◆ Material provided
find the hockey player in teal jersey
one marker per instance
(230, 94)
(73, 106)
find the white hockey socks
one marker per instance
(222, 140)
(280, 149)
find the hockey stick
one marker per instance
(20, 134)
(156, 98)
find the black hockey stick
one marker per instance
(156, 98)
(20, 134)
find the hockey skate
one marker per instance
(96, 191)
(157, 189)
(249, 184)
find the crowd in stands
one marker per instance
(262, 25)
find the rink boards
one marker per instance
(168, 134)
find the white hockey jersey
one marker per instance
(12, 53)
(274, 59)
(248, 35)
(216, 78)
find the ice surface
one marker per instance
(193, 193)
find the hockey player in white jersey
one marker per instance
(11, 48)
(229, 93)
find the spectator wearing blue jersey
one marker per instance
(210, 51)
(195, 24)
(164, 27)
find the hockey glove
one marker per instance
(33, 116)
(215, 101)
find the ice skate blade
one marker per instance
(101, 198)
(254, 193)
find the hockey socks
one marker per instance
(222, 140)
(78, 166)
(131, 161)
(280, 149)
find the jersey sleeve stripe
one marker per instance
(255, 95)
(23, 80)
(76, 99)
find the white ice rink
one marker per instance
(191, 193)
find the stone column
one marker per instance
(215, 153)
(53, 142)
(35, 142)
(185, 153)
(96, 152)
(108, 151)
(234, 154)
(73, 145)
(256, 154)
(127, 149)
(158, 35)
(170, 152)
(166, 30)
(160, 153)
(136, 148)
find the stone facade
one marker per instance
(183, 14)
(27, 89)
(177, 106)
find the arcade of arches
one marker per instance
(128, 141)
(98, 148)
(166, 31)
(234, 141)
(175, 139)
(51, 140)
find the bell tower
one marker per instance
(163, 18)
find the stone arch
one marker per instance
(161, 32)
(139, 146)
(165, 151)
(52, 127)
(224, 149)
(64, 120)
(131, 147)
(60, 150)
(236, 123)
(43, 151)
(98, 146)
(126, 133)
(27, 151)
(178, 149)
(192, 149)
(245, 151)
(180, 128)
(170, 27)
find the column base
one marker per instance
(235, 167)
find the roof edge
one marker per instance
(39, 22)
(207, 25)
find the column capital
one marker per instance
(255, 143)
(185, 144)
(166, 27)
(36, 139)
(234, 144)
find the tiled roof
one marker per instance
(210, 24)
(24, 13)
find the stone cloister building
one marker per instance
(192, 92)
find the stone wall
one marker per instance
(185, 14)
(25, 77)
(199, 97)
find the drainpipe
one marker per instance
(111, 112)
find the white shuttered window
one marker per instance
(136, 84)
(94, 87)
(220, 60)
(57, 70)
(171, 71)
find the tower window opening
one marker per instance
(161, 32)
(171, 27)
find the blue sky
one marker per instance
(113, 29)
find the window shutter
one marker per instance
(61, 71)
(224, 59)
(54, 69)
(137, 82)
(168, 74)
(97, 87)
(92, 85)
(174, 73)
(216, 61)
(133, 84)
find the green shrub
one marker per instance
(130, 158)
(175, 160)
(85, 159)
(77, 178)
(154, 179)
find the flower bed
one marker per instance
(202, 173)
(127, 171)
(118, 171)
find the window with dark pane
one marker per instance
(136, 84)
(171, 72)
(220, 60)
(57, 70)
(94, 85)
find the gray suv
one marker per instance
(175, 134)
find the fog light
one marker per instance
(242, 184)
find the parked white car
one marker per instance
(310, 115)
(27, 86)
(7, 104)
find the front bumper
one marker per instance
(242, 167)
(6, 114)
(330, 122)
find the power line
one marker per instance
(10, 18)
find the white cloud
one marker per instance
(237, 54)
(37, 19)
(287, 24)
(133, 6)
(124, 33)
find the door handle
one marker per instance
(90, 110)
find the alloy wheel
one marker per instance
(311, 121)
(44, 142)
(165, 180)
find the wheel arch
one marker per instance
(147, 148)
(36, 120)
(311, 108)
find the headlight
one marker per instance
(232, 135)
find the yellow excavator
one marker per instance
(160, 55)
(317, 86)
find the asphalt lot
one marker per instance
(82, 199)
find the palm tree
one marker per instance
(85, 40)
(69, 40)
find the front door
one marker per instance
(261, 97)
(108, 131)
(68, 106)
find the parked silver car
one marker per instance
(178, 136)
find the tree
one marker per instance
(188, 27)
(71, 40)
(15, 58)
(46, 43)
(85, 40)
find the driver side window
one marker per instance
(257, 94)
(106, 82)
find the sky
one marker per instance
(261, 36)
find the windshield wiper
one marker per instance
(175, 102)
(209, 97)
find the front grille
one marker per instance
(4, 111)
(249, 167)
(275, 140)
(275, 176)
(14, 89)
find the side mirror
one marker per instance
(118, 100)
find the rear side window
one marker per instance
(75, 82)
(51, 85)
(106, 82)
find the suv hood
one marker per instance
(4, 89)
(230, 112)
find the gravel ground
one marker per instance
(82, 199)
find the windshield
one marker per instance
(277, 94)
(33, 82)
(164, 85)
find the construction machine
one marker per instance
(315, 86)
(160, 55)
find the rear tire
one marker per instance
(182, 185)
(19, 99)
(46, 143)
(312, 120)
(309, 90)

◆ Task brief
Reproduce the listing above with every occurrence of "one marker per instance" changed to "one point per object" and nothing else altered.

◆ Response to the exercise
find the hockey player in teal jersey
one point per object
(230, 94)
(73, 106)
find the white hockey socks
one point per object
(222, 140)
(280, 149)
find the hockey stick
one point per object
(20, 134)
(156, 98)
find the black hockey stick
one point per object
(156, 98)
(20, 134)
find the hockey skate
one point per object
(96, 191)
(157, 189)
(249, 184)
find the crowd in stands
one point per object
(262, 25)
find the rink boards
one point per object
(168, 134)
find the white hockey jersey
one point per object
(12, 53)
(274, 59)
(248, 35)
(216, 78)
find the ice surface
one point per object
(193, 193)
find the hockey player in white jersey
one point per object
(11, 48)
(229, 93)
find the spectator wearing blue jersey
one point per object
(210, 51)
(195, 24)
(164, 27)
find the hockey glove
one point per object
(33, 116)
(215, 101)
find the ice skate blade
one point per object
(101, 198)
(254, 193)
find the hockey socks
one point per object
(222, 140)
(78, 166)
(131, 161)
(280, 149)
find the jersey sleeve stripe
one point per object
(255, 95)
(23, 80)
(76, 99)
find the white ice rink
one point per object
(191, 193)
find the stone column
one point per object
(215, 153)
(53, 142)
(35, 142)
(185, 153)
(96, 152)
(108, 151)
(234, 154)
(73, 145)
(256, 154)
(127, 149)
(158, 35)
(170, 152)
(166, 30)
(160, 153)
(136, 148)
find the stone facade
one point per object
(183, 14)
(27, 89)
(177, 106)
find the arcade of arches
one point per object
(128, 141)
(98, 148)
(166, 31)
(234, 141)
(175, 139)
(51, 140)
find the bell tower
one point per object
(163, 18)
find the stone arch
one point per object
(161, 32)
(139, 146)
(165, 151)
(52, 127)
(224, 149)
(64, 120)
(131, 147)
(60, 150)
(236, 123)
(43, 151)
(98, 146)
(126, 133)
(27, 151)
(178, 149)
(192, 149)
(245, 151)
(180, 128)
(170, 27)
find the column base
one point per object
(235, 167)
find the roof edge
one point per object
(39, 22)
(207, 25)
find the column capital
one point per object
(255, 143)
(185, 144)
(166, 27)
(36, 139)
(234, 144)
find the tiled roof
one point per object
(210, 24)
(24, 13)
find the stone cloister building
one point per object
(192, 92)
find the stone wall
one point per object
(185, 14)
(25, 77)
(199, 97)
find the drainpipe
one point per object
(111, 112)
find the white shuttered window
one point per object
(136, 84)
(94, 87)
(220, 60)
(57, 70)
(171, 71)
find the tower window opening
one point per object
(161, 32)
(171, 27)
find the blue sky
one point per object
(113, 29)
find the window shutter
one point per object
(61, 71)
(224, 59)
(54, 69)
(137, 82)
(168, 74)
(97, 87)
(92, 85)
(174, 73)
(216, 61)
(133, 84)
find the green shrub
one point per object
(130, 158)
(175, 160)
(85, 159)
(77, 178)
(154, 179)
find the flower bed
one point per object
(202, 173)
(127, 171)
(118, 171)
find the window with dark pane
one point per object
(136, 84)
(171, 72)
(220, 60)
(57, 70)
(94, 85)
find the gray suv
one point per object
(175, 134)
find the fog light
one point per object
(242, 184)
find the parked white car
one point per object
(310, 115)
(27, 86)
(7, 104)
find the front bumper
one point per object
(242, 167)
(6, 114)
(330, 122)
find the power line
one point per object
(10, 18)
find the white cloud
one point per object
(237, 54)
(37, 19)
(287, 24)
(133, 6)
(124, 33)
find the door handle
one point per object
(90, 110)
find the alloy wheel
one point per object
(311, 121)
(44, 142)
(165, 180)
find the wheel arch
one point per object
(147, 148)
(36, 120)
(311, 108)
find the headlight
one point per object
(232, 135)
find the yellow excavator
one point per object
(160, 55)
(317, 86)
find the asphalt lot
one point per object
(82, 199)
find the palm tree
one point per object
(85, 40)
(69, 40)
find the front door
one point per object
(261, 97)
(108, 131)
(68, 106)
find the parked silver car
one point per object
(178, 136)
find the tree
one point per object
(188, 27)
(71, 40)
(15, 58)
(46, 43)
(85, 40)
find the driver side window
one point per object
(257, 94)
(106, 82)
find the sky
one point per object
(261, 36)
find the windshield wiper
one point per object
(175, 102)
(209, 97)
find the front grille
one point per object
(4, 111)
(249, 167)
(275, 140)
(275, 176)
(14, 89)
find the side mirror
one point per object
(118, 100)
find the rear side window
one point per object
(75, 82)
(51, 85)
(106, 82)
find the suv hood
one point per object
(4, 89)
(230, 112)
find the gravel ground
one point per object
(82, 199)
find the windshield
one point per object
(277, 94)
(33, 82)
(164, 85)
find the construction machine
one point per object
(315, 86)
(160, 55)
find the rear tire
one point per object
(182, 185)
(19, 99)
(46, 143)
(312, 120)
(309, 90)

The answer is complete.